══ Source passage ══

In today’s fast-paced world, time is premium and thus, convenience is key. Globally, a rise in clean label claims across multiple F&B, including soups, prepared meals and sauces, is being witnessed and there is a demand for these products. Equally popular are syrups and pre-mixes for bartenders, who love to jazz up their cocktails in a jiffy, using these.
Hotels and restaurants, which do volume business, are under constant pressure to simultaneously improve delivery speed and reduce costs, all, while providing quality. Furthermore, with shortage of trained manpower, rising labour costs and the discerning consumer demands for exceptional food served quickly, chefs are facing challenges, as never before.
Preparing food “from scratch” is more often considered counterproductive and impractical, and traded for the use of “convenience foods.” Innovation in the food service industry is a combination of technological innovation and knowledge. Innovative, integrated food solution companies offer the entire spectrum of food solutions – soups, marinades, cream toppings, sauces, dips, sprinklers, gravy bases, etc. The list of offerings is endless and the products versatile.
Armed with innovation, quality and service, most well-known F&B solution companies, thus help grow the F&B business, by meeting needs of the ever-expanding industry. Enabling chefs to balance efficiency, speed, quality and consistency, these companies want to act as facilitators. Thus, chefs need not be putting their energies and efforts into time-consuming mundane tasks or spending long hours over a cooking range.

Yet, most of the F&B industry does not view these offerings, too favourably. Most chefs, pride themselves for being kitchen magicians and do not approve the use of these and vehemently stay away from these products, preferring to make their own sauces, stocks et al. And it is not as if the quality of these solutions is questionable. It is just that, freshness is something chefs are fastidious about and are not willing to turn to any shortcuts, where freshness is compromised.

═══
══ Dataset content ══

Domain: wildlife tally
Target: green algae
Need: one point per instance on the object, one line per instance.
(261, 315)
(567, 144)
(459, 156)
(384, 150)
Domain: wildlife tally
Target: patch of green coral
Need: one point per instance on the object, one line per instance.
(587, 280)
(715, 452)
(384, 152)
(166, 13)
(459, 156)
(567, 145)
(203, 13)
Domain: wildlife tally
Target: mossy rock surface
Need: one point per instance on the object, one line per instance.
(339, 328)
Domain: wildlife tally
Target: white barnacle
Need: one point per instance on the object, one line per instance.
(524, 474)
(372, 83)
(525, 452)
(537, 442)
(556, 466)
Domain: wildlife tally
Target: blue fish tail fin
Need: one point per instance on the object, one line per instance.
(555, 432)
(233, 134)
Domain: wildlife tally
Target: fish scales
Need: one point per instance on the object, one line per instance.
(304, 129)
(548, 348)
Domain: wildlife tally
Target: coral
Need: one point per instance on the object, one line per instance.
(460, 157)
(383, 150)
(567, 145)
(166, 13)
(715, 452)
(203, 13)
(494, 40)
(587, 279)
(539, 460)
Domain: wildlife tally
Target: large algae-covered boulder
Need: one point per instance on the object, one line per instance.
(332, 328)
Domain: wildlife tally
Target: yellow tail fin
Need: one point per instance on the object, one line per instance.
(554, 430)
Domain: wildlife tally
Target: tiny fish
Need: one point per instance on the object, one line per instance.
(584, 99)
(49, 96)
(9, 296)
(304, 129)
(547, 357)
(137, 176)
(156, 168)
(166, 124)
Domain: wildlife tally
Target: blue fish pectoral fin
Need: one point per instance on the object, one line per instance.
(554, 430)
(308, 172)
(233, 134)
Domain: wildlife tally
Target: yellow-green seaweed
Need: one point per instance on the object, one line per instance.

═══

_Task requirements_:
1. Print the part of the passage on convenience foods that begins at the words "Yet, most of" and stops after "freshness is compromised.".
2. Carry on the passage about convenience foods in the food service industry, picking up after its final sentence.
These records stand apart from the passage on convenience foods.

_Expected outputs_:
1.
Yet, most of the F&B industry does not view these offerings, too favourably. Most chefs, pride themselves for being kitchen magicians and do not approve the use of these and vehemently stay away from these products, preferring to make their own sauces, stocks et al. And it is not as if the quality of these solutions is questionable. It is just that, freshness is something chefs are fastidious about and are not willing to turn to any shortcuts, where freshness is compromised.

2.
Executive chef Arun Sundararaj, Taj Mahal Hotel, New Delhi, says, “We, constantly endeavour to present our guests with unique culinary experiences. For our signature dishes, we particularly focus on creativity and innovation, freshness of ingredients and authenticity of the recipe and taste. We don’t make use of readymade F&B solutions per se. However, we create our own base sauces and creams like home-made mayonnaise, gravies, tomato-based ketchups, even homemade ice-creams.”
Others, create their signature dishes using some of these “secret ingredients” but prefer not to wax eloquent about it. There are yet other chefs, who have cleverly embraced this trend and use these food solutions, sparingly and skillfully, never compromising on the quality of their food. And just because a sauce is ready-made, doesn’t mean chefs can’t add their own ingredients. That’s where his knowledge and ability to innovate, comes in.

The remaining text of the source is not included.